### [WORK TO BE COMPLETED]
Recreate the entire listing that appears below, exactly.

### [DATASET RECORDS]
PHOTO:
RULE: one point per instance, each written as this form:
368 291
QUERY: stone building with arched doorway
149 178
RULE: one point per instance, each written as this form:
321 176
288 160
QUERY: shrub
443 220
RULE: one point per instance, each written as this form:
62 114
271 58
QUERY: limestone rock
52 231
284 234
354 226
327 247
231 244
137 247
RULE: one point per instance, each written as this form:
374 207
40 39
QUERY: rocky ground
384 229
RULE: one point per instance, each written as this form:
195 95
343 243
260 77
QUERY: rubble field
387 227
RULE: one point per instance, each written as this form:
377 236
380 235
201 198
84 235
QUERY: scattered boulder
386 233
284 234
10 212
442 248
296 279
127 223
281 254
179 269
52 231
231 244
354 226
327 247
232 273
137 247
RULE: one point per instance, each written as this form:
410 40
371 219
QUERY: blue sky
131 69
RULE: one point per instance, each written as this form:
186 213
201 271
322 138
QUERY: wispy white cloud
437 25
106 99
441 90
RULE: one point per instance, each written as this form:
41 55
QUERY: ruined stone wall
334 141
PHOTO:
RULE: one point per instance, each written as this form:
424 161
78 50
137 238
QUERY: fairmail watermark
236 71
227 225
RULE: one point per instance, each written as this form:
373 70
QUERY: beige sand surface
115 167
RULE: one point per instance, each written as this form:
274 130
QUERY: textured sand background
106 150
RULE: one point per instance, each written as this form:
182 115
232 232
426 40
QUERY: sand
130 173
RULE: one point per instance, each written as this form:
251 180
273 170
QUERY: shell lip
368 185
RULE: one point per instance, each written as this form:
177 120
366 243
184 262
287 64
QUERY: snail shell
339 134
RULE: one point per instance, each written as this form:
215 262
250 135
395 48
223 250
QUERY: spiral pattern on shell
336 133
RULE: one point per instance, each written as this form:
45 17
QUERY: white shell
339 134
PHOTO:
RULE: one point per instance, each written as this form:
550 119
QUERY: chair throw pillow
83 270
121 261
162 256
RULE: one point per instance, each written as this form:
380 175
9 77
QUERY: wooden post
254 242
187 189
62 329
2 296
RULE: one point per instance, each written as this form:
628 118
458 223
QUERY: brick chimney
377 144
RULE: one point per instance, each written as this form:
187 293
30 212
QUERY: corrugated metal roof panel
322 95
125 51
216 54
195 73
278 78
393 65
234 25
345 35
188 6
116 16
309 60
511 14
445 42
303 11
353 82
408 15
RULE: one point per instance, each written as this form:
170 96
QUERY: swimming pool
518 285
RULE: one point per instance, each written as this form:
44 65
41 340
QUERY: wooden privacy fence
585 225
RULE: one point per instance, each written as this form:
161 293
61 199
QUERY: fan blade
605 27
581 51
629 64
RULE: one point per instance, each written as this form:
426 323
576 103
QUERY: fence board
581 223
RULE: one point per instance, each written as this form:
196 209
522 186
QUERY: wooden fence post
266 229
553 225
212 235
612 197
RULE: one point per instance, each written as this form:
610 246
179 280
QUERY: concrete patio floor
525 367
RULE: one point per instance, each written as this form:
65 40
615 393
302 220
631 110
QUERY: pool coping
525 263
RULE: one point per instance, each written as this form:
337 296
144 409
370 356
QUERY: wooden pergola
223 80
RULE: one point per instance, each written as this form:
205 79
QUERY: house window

### [ANSWER SPACE]
PHOTO:
RULE: one point per instance, each written as this form:
368 291
QUERY: stone building with arched doorway
149 178
RULE: one point per instance, each written as this form:
321 176
288 160
QUERY: shrub
443 220
RULE: one point per instance, each written as this form:
62 114
271 58
QUERY: limestone rock
52 231
284 234
354 226
327 247
231 244
137 247
RULE: one point per instance, each written as this form:
374 207
40 39
QUERY: rocky ground
384 229
RULE: one point per instance, each written as this form:
195 95
343 243
260 77
QUERY: rubble field
387 227
RULE: one point per instance, each written as this form:
377 236
380 235
201 198
84 235
QUERY: scattered boulder
386 233
284 234
10 212
442 248
296 279
127 223
281 254
179 269
52 231
231 244
354 226
327 247
232 273
137 247
RULE: one point per instance, each written as this form:
410 40
371 219
QUERY: blue sky
131 69
RULE: one point per instance, each written as this form:
186 213
201 271
322 138
QUERY: wispy white cloud
437 25
106 99
441 90
RULE: one point per instance, each written as this form:
41 55
QUERY: ruined stone wall
334 141
PHOTO:
RULE: one point per instance, each written as this form:
424 161
78 50
137 238
QUERY: fairmail watermark
236 71
227 225
RULE: one point per instance, each written as this form:
373 70
QUERY: beige sand surface
115 167
RULE: one point per instance, each written as this form:
274 130
QUERY: textured sand background
106 150
RULE: one point per instance, each written as this form:
182 115
232 232
426 40
QUERY: sand
130 173
RULE: one point per instance, each written as this form:
251 180
273 170
QUERY: shell lip
368 185
RULE: one point per instance, each written as this form:
177 120
366 243
184 262
287 64
QUERY: snail shell
339 134
RULE: one point per instance, each written as this form:
215 262
250 135
395 48
223 250
QUERY: spiral pattern on shell
336 133
RULE: one point per instance, each written as this form:
45 17
QUERY: white shell
339 134
PHOTO:
RULE: one point per instance, each written as this form:
550 119
QUERY: chair throw pillow
83 270
121 261
162 256
RULE: one point per instance, each written as this form:
380 175
9 77
QUERY: wooden post
254 242
187 189
62 329
2 296
RULE: one point per instance, each written as this form:
628 118
458 223
QUERY: brick chimney
377 144
RULE: one point per instance, each written as this form:
187 293
30 212
QUERY: corrugated metal roof panel
322 95
125 51
216 54
195 73
278 78
393 65
234 25
345 35
188 6
116 16
309 60
511 14
445 42
303 11
353 82
408 15
RULE: one point per instance, each written as this form:
170 96
QUERY: swimming pool
518 285
RULE: one point per instance, each written as this form:
44 65
41 340
QUERY: wooden privacy fence
585 225
RULE: one point per instance, each written as this form:
161 293
61 199
QUERY: fan blade
605 27
581 51
629 64
RULE: one point per instance, each written as this form:
426 323
576 103
QUERY: fence board
581 223
RULE: one point per instance, each written as this form:
196 209
522 186
QUERY: wooden fence post
266 229
553 225
212 235
612 197
RULE: one point per instance, each written as this form:
610 246
179 280
QUERY: concrete patio floor
525 367
RULE: one point per instance, each written as this form:
65 40
615 393
302 220
631 110
QUERY: pool coping
525 263
RULE: one point per instance, each written as this form:
337 296
144 409
370 356
QUERY: wooden pergola
223 80
RULE: one point per instance, each written as this form:
205 79
QUERY: house window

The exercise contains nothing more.